TEXTE EXTRAIT:
.....

Vivons-nous les dernières générations d’une reproduction à l’ancienne, dite naturelle ?
D’ailleurs peut-on seulement se « reproduire » ? Existe-t-il un lien entre notre civilisation du marché et de la performance et l’évolution rapide de la médicalisation de la procréation dans toutes les sociétés développées de la planète ? Dans notre monde où les temples sont peu à peu désertés et où les supermarchés n’arrivent guère à les remplacer, la sacralité, attribuée autrefois de manière inconsciente à la succession des générations, pourrait bien succomber sous les impératifs de la rentabilité à tous crins.
Les biotechnologies sont là. Leur avancée ne se fait pas sur le mode d’une croissance habituelle mais bel et bien, ce qui est inédit et nous fait sous-estimer les enjeux, sur une courbe exponentielle. Les technologies se fécondent les unes les autres :
les nanotechnologies sont renforcées par l’informatique et la génétique embrasse goulûment l’essor des sciences cognitives. Cette convergence pourrait amener des arguments de plus en plus forts pour ne plus laisser le hasard sévir et altérer parfois la santé de nos enfants. Homo sapiens est « addict » de la maîtrise et celle de sa reproduction n’échappera pas à son ingéniosité. Au début pour de bonnes raisons, bien médicales et bien justifiées : éviter par exemple la transmission d’une maladie héréditaire, puis pour de moins bonnes raisons : améliorer les performances intellectuelles et sportives de nos enfants, voire pire encore.

.....

EXTRAITS DE DONNÉES:
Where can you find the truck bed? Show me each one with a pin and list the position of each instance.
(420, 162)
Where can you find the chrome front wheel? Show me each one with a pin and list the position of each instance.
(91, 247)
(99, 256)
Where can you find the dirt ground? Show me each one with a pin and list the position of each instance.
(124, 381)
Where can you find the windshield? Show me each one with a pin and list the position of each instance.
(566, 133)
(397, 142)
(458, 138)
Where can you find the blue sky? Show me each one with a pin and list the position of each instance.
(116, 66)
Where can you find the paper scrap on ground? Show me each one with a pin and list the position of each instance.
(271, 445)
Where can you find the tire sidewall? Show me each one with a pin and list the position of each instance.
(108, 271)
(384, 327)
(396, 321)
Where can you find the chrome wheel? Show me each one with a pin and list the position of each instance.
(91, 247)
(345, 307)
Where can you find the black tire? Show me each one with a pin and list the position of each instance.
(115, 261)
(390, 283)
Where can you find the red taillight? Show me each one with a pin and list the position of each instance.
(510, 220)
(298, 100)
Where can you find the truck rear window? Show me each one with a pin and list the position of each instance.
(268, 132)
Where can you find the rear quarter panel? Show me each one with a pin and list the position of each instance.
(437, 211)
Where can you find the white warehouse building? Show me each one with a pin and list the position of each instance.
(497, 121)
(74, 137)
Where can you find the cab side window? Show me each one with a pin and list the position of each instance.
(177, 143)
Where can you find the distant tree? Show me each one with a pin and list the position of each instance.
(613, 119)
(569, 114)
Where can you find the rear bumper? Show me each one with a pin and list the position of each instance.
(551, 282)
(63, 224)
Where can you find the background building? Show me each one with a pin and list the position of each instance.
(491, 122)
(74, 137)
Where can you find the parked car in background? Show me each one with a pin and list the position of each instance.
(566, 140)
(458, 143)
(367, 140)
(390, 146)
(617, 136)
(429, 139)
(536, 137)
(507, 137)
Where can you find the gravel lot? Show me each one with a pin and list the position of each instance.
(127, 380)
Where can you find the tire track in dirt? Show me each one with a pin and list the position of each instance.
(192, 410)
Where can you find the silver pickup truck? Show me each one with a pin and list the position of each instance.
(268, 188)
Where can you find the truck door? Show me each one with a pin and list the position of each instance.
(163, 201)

.....

À FAIRE:
- 1) D'après le texte extrait, sur quel type de courbe progressent les biotechnologies ?
- 2) Recopiez le passage du texte extrait qui commence aux mots « Les biotechnologies sont » et s'arrête après « voire pire encore. », en y remplaçant « génétique » par « biologie moléculaire ».

RÉSULTATS DE L'EXERCICE:
- 1) Sur une courbe exponentielle.

- 2)
Les biotechnologies sont là. Leur avancée ne se fait pas sur le mode d’une croissance habituelle mais bel et bien, ce qui est inédit et nous fait sous-estimer les enjeux, sur une courbe exponentielle. Les technologies se fécondent les unes les autres :
les nanotechnologies sont renforcées par l’informatique et la biologie moléculaire embrasse goulûment l’essor des sciences cognitives. Cette convergence pourrait amener des arguments de plus en plus forts pour ne plus laisser le hasard sévir et altérer parfois la santé de nos enfants. Homo sapiens est « addict » de la maîtrise et celle de sa reproduction n’échappera pas à son ingéniosité. Au début pour de bonnes raisons, bien médicales et bien justifiées : éviter par exemple la transmission d’une maladie héréditaire, puis pour de moins bonnes raisons : améliorer les performances intellectuelles et sportives de nos enfants, voire pire encore.